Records
========================================

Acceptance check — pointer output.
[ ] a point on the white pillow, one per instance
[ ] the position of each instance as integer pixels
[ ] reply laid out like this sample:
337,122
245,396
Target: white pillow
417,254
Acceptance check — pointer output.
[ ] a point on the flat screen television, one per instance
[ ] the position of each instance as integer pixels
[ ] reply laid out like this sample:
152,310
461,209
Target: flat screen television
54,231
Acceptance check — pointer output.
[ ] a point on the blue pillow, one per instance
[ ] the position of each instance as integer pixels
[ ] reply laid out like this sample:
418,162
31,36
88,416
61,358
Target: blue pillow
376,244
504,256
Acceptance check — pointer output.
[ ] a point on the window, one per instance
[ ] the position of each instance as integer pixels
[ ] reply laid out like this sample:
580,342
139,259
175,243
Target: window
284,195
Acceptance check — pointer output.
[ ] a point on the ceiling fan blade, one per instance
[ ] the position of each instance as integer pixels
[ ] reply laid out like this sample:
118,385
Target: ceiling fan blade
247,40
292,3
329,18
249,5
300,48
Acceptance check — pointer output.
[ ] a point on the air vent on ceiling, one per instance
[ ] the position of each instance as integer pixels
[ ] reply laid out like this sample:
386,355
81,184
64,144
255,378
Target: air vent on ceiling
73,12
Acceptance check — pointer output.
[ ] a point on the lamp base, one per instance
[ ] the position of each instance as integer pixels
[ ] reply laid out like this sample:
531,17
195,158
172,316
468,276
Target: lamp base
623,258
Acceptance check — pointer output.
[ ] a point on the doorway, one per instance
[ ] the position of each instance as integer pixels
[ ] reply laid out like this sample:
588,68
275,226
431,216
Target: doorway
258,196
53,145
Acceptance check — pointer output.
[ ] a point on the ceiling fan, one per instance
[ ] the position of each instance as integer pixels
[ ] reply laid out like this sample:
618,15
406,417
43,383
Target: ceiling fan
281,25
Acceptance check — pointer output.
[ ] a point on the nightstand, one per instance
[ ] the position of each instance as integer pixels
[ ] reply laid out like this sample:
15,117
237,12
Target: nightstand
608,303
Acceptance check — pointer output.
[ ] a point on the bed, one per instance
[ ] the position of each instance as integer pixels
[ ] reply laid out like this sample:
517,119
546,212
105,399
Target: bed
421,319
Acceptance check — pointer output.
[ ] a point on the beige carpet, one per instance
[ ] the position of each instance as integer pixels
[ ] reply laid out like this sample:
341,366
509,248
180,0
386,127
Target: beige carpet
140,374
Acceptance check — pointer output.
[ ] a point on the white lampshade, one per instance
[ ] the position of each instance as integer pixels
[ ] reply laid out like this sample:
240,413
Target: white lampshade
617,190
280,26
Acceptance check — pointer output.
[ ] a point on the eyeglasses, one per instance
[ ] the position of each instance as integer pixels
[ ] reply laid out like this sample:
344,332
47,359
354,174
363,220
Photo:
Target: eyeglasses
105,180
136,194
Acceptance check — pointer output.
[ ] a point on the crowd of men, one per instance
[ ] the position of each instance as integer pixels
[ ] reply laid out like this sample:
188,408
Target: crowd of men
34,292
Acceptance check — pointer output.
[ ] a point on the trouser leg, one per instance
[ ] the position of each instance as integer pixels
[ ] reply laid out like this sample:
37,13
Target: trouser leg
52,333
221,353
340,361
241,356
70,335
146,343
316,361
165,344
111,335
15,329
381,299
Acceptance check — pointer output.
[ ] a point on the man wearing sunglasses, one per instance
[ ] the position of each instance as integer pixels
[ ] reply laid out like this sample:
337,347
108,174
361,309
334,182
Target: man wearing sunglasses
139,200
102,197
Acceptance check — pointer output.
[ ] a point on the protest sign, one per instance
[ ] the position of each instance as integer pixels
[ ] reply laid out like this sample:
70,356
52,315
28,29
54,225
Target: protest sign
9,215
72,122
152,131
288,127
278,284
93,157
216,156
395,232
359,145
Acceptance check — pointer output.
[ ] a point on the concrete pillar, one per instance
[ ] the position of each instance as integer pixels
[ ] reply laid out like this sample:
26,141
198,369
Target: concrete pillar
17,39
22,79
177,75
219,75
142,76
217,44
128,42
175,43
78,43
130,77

========================================

> [Stated goal]:
Write out every entry exactly as given.

> [Reply]:
Acceptance check — pointer output.
[ ] a point on the white pillow, one per instance
[ ] the position of each instance as integer pixels
[ ] reply laid out like this sample:
337,122
245,396
Target: white pillow
417,254
Acceptance check — pointer output.
[ ] a point on the flat screen television, one per instance
[ ] the position of each instance as integer pixels
[ ] reply laid out like this sample:
152,310
461,209
Target: flat screen television
54,231
Acceptance check — pointer output.
[ ] a point on the blue pillow, one per instance
[ ] the position of each instance as integer pixels
[ ] reply laid out like this sample:
418,162
31,36
88,416
61,358
Target: blue pillow
376,244
504,256
Acceptance check — pointer output.
[ ] a point on the window, one per instance
[ ] the position of each instance as integer pixels
[ ] reply laid out like this sample:
580,342
139,259
175,243
Target: window
284,195
Acceptance check — pointer output.
[ ] a point on the ceiling fan blade, one per instance
[ ] the position of each instance as integer pixels
[ ] reply laid out like this sample:
118,385
Target: ceiling fan blade
247,40
292,3
329,18
249,5
300,48
Acceptance check — pointer output.
[ ] a point on the air vent on ceiling, one per instance
[ ] the position of each instance as integer pixels
[ ] reply laid out like this sample:
386,355
81,184
64,144
255,378
Target: air vent on ceiling
73,12
Acceptance check — pointer output.
[ ] a point on the lamp base, one per instance
[ ] the position of each instance as integer pixels
[ ] reply laid out like this sample:
531,17
195,158
172,316
468,276
Target: lamp base
623,258
Acceptance check — pointer output.
[ ] a point on the doorway, one per instance
[ ] the position of each instance as integer pixels
[ ] reply laid out like this sample:
588,68
275,226
431,216
Target: doorway
258,196
53,145
Acceptance check — pointer output.
[ ] a point on the ceiling fan, one per instance
[ ] the position of each instance as integer pixels
[ ] reply laid out like this sample:
618,15
406,417
43,383
Target: ceiling fan
281,25
Acceptance check — pointer output.
[ ] a point on the nightstand, one per instance
[ ] the position of each instance as integer pixels
[ ] reply laid out like this sample:
15,117
237,12
Target: nightstand
608,303
Acceptance check — pointer output.
[ ] a point on the bed, one per instance
[ ] the position of each instance as integer pixels
[ ] reply laid out like this sample:
517,119
546,212
105,399
Target: bed
421,319
Acceptance check — pointer output.
[ ] a point on the beige carpet, one per instance
[ ] the position of each instance as integer pixels
[ ] reply laid out like this sample:
341,366
509,248
180,0
386,127
Target: beige carpet
140,374
Acceptance check — pointer output.
[ ] a point on the white lampshade, one per instance
[ ] the position of each instance as integer pixels
[ ] reply laid out like this sample:
240,413
Target: white lampshade
617,190
280,26
Acceptance check — pointer output.
[ ] a point on the eyeglasses, one per instance
[ ] the position of each instance as integer pixels
[ ] reply laid out like this sample:
344,332
47,359
354,174
363,220
Photo:
Target: eyeglasses
105,180
136,194
Acceptance check — pointer output.
[ ] a point on the crowd of men, one per instance
[ ] the position of each instance as integer pixels
[ ] reply laid out like this sample:
188,408
Target: crowd of men
34,292
Acceptance check — pointer output.
[ ] a point on the trouser leg, one per instance
[ ] the position of each instance as integer pixels
[ ] reply laid out like this sample:
37,13
Target: trouser leg
52,333
221,353
340,361
241,356
70,335
146,343
316,361
165,344
111,335
15,329
381,299
Acceptance check — pointer output.
[ ] a point on the man wearing sunglasses, one per instance
[ ] the position of each instance as integer pixels
[ ] reply laid out like this sample:
337,347
108,174
361,309
334,182
Target: man wearing sunglasses
139,200
102,197
Acceptance check — pointer output.
[ ] a point on the protest sign, one per instance
[ ] the position of each instance as integer pixels
[ ] reply laid out like this sample:
70,356
52,315
28,29
54,225
Target: protest sign
9,215
72,122
152,131
288,127
278,284
93,157
216,156
395,232
359,145
Acceptance check — pointer output.
[ ] a point on the concrete pillar, one per instance
[ ] the position of each instance as integer pixels
[ ] reply laid out like this sample:
26,141
198,369
Target: concrete pillar
17,39
22,79
177,75
219,75
142,76
217,44
128,42
175,43
78,43
130,77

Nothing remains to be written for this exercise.